• **EXERCISE GOAL**
Reproduce everything from the start of the data down to the line containing "[112,75,168,119]", both ends included, with no changes.

• **GIVEN RECORDS**
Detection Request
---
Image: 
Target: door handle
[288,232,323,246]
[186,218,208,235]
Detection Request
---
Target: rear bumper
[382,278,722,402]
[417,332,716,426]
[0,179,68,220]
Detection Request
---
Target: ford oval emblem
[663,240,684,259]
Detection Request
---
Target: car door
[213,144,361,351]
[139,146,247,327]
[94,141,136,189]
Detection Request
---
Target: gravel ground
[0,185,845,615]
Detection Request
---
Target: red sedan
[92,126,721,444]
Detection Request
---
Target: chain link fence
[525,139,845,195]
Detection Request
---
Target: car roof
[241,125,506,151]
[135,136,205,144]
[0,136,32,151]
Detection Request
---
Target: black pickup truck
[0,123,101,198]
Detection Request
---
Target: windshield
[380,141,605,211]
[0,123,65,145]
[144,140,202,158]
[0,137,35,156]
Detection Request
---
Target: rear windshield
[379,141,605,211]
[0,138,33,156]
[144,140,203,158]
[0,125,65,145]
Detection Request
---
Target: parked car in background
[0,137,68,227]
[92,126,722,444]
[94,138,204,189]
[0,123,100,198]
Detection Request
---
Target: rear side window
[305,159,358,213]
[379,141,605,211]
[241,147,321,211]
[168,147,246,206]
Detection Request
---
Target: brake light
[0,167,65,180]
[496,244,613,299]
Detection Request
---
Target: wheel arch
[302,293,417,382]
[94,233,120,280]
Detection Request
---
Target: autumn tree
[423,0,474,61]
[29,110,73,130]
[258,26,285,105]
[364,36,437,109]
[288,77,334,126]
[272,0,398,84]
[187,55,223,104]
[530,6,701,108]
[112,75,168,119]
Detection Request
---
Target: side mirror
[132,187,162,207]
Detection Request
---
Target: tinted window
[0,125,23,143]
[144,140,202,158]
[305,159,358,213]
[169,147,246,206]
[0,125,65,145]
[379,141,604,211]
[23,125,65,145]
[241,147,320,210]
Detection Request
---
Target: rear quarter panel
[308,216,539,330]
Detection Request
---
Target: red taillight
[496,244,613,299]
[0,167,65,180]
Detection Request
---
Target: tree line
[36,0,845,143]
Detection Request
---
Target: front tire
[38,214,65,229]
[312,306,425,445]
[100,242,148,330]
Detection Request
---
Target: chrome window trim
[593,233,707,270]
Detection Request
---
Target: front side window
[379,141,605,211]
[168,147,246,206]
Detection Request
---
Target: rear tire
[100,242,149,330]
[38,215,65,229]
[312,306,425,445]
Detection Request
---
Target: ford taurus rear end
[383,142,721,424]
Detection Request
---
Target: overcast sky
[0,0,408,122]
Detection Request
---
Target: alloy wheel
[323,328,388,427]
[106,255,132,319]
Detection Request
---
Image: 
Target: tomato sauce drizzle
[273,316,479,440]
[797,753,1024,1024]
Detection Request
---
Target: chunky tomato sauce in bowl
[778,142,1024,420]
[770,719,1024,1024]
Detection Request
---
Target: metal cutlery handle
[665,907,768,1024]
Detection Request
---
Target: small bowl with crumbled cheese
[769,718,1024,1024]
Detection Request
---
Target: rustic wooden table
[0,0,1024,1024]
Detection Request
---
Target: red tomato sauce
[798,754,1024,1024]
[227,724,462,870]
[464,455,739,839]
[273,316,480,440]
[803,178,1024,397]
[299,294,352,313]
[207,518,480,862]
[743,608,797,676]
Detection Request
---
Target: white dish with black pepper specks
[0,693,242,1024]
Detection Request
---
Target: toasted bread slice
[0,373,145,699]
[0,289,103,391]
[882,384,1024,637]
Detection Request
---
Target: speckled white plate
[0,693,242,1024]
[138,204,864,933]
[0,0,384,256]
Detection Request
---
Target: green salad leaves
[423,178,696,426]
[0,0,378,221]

• **EXERCISE OUTPUT**
Detection Request
---
Image: 
Target: door handle
[288,232,323,246]
[186,218,208,235]
Detection Request
---
Target: rear bumper
[382,278,722,402]
[417,332,716,426]
[0,179,68,220]
Detection Request
---
Target: ford oval emblem
[663,240,684,259]
Detection Request
---
Target: car door
[213,144,361,351]
[139,146,247,327]
[94,141,136,189]
Detection Request
---
Target: gravel ground
[0,185,845,615]
Detection Request
---
Target: red sedan
[92,126,721,444]
Detection Request
---
Target: chain link fence
[525,139,845,195]
Detection Request
---
Target: car roof
[241,125,506,151]
[135,136,205,144]
[0,136,32,151]
Detection Request
---
Target: black pickup truck
[0,123,101,198]
Detection Request
---
Target: windshield
[380,141,605,211]
[0,123,65,145]
[144,140,202,158]
[0,137,35,156]
Detection Request
---
Target: rear windshield
[379,141,605,211]
[0,138,33,156]
[144,140,203,158]
[0,125,65,145]
Detection Request
---
Target: parked car in background
[0,137,68,227]
[92,126,722,444]
[94,138,204,189]
[0,123,100,198]
Detection Request
---
Target: rear side window
[305,159,358,213]
[379,141,605,211]
[241,147,321,211]
[168,147,246,206]
Detection Request
---
Target: brake light
[0,167,65,180]
[496,244,613,299]
Detection Request
---
Target: wheel arch
[302,293,417,382]
[94,233,120,280]
Detection Request
---
Target: autumn tree
[423,0,474,61]
[29,110,73,130]
[258,26,285,105]
[364,36,437,109]
[288,77,334,126]
[272,0,398,84]
[187,55,223,104]
[530,6,701,108]
[112,75,168,119]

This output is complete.